# [Excerpts from a detection dataset]
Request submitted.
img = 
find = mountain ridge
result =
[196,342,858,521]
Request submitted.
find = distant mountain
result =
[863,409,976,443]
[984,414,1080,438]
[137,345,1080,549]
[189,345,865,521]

# [OBJECTIVE]
Arrange the data above as a Markdown table with two columns, Row and Line, giving each line its own numbered row and omitting blank lines.

# [OUTPUT FOR THIS EXERCISE]
| Row | Line |
|---|---|
| 1 | Request submitted. |
| 2 | img =  |
| 3 | find = mountain ridge |
| 4 | result = |
| 5 | [196,342,858,521] |
| 6 | Request submitted. |
| 7 | find = distant mountain |
| 8 | result = |
| 9 | [863,409,976,443] |
| 10 | [984,414,1080,438] |
| 11 | [137,345,1080,549] |
| 12 | [189,345,865,521] |